O embaixador recordou que o grupo das 20 maiores economias do mundo foi criado para discutir soluções de problemas econômicos e financeiros - embora nos últimos anos tenha passado a refletir sobre os conflitos globais. As prioridades pautadas pelo Brasil são: combate à fome, à pobreza e à desigualdade; desenvolvimento sustentável; e reforma da governança global.

O embaixador da Rússia no Brasil, Alexey Labetski, fala na sede da embaixada, em Brasília Foto: Felipe Frazão/Estadão

“A introdução das questões geopolíticas no G-20 de maneira unilateral, como querem os americanos, europeus e seus aliados, não corresponde ao formato historicamente estabelecido”, disse Labetskii.

Ele sugeriu, então, advogar em favor de retomar discussões antigas - uma forma de travar o debate - como consequências de guerras do Vietnã, Iraque, Líbia, bases militares na Síria, entre outras, para então debater o conflito bélico com a Ucrânia. “Mil e uma questões vão surgir”, afirmou o representante de Putin no País.

— Instrução —
Transcreva fielmente o trecho do texto sobre o G-20 que começa em "Ele sugeriu, então, advogar" e vai até "Putin no País.", inclusive. As entradas a seguir são dispensáveis.

— Entradas armazenadas —
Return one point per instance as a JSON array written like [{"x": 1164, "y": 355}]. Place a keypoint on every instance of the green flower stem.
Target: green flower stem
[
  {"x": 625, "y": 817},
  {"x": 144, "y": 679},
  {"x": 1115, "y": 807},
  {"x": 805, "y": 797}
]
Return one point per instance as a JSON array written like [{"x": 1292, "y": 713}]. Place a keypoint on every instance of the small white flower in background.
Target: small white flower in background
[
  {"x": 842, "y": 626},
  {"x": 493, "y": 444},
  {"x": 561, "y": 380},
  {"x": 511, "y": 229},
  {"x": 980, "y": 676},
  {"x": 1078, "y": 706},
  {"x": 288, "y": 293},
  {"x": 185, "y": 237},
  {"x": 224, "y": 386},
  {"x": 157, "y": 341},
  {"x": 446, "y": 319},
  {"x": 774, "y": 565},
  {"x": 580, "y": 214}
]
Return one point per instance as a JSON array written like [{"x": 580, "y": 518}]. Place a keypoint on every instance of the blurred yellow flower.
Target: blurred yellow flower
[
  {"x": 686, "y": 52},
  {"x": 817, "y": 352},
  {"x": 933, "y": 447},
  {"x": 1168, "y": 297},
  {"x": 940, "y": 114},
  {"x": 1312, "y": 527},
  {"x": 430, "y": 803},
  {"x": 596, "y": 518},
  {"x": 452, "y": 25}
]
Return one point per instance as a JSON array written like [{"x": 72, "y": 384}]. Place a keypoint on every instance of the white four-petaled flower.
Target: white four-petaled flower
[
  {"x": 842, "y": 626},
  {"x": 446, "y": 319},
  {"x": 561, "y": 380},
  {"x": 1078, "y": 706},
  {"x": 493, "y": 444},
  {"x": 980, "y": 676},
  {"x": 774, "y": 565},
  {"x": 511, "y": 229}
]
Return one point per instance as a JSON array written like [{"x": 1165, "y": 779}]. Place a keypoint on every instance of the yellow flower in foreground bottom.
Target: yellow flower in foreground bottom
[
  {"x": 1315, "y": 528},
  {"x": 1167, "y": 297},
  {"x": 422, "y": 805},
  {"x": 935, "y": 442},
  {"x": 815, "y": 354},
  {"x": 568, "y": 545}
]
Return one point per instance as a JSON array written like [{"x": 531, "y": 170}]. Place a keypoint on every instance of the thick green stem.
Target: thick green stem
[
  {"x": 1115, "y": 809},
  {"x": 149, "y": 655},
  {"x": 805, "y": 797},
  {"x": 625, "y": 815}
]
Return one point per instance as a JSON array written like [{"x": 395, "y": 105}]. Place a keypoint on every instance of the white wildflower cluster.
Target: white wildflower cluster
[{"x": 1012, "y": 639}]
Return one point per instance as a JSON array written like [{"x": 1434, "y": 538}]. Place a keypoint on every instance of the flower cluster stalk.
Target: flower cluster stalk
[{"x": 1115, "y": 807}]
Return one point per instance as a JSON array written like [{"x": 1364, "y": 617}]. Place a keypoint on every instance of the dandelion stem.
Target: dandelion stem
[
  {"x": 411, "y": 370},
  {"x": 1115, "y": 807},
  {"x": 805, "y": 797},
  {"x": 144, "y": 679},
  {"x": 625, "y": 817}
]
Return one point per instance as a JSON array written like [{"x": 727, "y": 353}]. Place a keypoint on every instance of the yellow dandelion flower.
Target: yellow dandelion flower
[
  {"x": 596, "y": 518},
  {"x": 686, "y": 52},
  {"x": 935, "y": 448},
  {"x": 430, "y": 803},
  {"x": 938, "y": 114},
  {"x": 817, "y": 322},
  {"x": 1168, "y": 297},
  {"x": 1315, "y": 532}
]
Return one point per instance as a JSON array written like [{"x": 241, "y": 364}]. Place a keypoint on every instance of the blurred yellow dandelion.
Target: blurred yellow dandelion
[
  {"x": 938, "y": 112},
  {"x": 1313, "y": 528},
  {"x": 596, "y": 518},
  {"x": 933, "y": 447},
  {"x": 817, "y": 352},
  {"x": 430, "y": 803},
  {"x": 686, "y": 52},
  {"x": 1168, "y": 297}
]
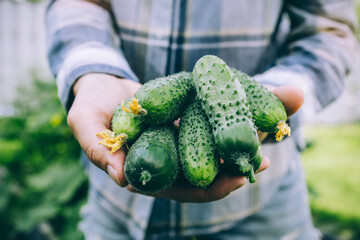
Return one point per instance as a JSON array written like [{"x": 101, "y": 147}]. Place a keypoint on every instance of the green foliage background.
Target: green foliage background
[{"x": 41, "y": 180}]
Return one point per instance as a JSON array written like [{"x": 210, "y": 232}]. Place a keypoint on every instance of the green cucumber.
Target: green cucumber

— Resposta abaixo —
Ele sugeriu, então, advogar em favor de retomar discussões antigas - uma forma de travar o debate - como consequências de guerras do Vietnã, Iraque, Líbia, bases militares na Síria, entre outras, para então debater o conflito bélico com a Ucrânia. “Mil e uma questões vão surgir”, afirmou o representante de Putin no País.